ESERCIZIO PROPOSTO → Traduci in inglese questa frase dell'intervista a Rickie Lee Jones: «Qui appena metto il naso fuori dalla porta è sicuro che incontro qualcuno che conosco o che non conosco ma che di certo mi racconta qualcosa.»

BLOCCO DI TESTO →
________
Rickie Lee Jones si definisce «una rocker di seconda genrazione» quando la incontriamo, via zoom dalla sua casa di New Orleans per parlare di Last Chance Texaco: Chronicles of an American Troubadour, l’autobiografia uscita in America ad aprile. La parabola artistica della cantautrice inizia effettivamente alla fine degli anni ‘70, qualche anno dopo la prima onda di artisti come Dylan e Joni Mitchell cui spesso viene accostata.

Per la verità l’esperienza della «trovatrice americana» del titolo prende le mosse da una sensibilità peripatetica molto «beat» nei primi anni on the road, per attraversare poi le tappe obbligate di una rock ‘n roll life in cui non sono mancate assuefazioni, eremitaggi a Big Sur nonché riformatori e un po’ di galera e una carriera lunga 17 dischi e un paio di Grammy. Nel libro adesso la storia autografa di una donna e un artista che si è spesa senza compromessi per affermarsi fra le principali interpreti del suo tempo

Ha scelto di vivere a New Orleans, perché?

Qui appena metto il naso fuori dalla porta è sicuro che incontro qualcuno che conosco o che non conosco ma che di certo mi racconta qualcosa. È il contrario di quello che succede a LA, dove se guardo qualcuno negli occhi e saluto, distraggono subito lo sguardo. Questa città mi attira, è gioiosa, per non dire fieramente idiosincratica e per questo attrae di tutto: diciottenni che voglio fare parate dalla mattina alla sera, ragazzi vestiti da ragazze, ragazze vestite da ragazzi – costumi di ogni genere, poi le parate di carnevale …gli Zulu, i Dragons, così tanti gruppi fieri di abitare qui e che sono sempre per strada. E l’altra cosa è il Dixieland, che io non ho mai preso troppo sul serie perché mi ricordava Disneyland – ma a New Orleans la imparano da bambini e vedi questi ragazzi neri che non portano la pistola o un boombox ma un trombone o una tuba per andare a ripetizione. Qualche anno fa camminavo per una strada deserta quando improvvisamente ecco che arriva una piccola parata, coi tamburi e gli ottoni e una coppia tutta in gingheri – si erano appena sposati e stavano facendo una parata di matrimonio. Li per lì mi sono detta “chi non verrebbe a vivere qui”?

Quali sono i suoi primi ricordi musicali?
________
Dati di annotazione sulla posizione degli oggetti

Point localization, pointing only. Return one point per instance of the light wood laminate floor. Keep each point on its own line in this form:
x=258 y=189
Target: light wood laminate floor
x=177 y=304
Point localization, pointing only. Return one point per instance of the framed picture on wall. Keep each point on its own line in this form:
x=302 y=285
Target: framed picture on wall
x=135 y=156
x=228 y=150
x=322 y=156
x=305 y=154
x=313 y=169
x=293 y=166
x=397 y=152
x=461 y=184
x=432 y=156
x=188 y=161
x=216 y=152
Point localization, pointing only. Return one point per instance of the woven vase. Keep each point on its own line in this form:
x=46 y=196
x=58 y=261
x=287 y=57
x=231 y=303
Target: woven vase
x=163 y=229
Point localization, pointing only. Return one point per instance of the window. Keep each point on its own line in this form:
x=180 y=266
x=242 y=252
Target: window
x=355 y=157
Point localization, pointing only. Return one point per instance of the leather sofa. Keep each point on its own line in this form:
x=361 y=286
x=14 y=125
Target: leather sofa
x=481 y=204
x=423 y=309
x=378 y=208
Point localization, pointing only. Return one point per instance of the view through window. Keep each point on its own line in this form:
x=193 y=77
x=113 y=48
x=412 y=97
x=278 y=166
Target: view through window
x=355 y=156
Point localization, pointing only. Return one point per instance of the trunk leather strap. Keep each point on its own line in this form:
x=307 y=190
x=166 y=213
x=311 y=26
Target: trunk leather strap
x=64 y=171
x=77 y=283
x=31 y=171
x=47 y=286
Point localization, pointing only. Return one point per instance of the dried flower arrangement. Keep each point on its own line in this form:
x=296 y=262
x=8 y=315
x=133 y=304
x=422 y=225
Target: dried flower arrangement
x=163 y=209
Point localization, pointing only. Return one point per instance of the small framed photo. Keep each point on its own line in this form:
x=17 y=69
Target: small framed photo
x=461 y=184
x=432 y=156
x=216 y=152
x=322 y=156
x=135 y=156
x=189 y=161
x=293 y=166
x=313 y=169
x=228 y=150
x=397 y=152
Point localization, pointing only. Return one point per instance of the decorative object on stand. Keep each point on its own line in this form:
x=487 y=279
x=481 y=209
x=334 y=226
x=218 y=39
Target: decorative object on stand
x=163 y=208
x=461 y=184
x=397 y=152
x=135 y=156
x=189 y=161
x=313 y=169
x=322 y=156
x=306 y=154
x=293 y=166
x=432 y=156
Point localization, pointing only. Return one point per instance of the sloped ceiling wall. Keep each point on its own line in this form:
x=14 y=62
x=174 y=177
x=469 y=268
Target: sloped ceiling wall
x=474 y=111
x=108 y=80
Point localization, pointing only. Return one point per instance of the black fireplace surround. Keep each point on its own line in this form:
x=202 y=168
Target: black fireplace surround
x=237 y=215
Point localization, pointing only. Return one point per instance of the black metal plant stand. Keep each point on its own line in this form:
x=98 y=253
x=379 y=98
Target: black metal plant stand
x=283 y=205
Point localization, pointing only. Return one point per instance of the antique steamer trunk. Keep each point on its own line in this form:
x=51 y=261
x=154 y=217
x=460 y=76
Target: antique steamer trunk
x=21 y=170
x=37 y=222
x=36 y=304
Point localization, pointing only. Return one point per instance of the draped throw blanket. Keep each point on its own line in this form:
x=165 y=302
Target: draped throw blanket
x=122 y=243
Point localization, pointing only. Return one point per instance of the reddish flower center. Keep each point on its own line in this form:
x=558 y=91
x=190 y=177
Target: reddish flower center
________
RISPOSTA SCRITTA → Here, as soon as I stick my nose out the door, I'm sure to run into someone I know, or someone I don't know but who will certainly tell me something.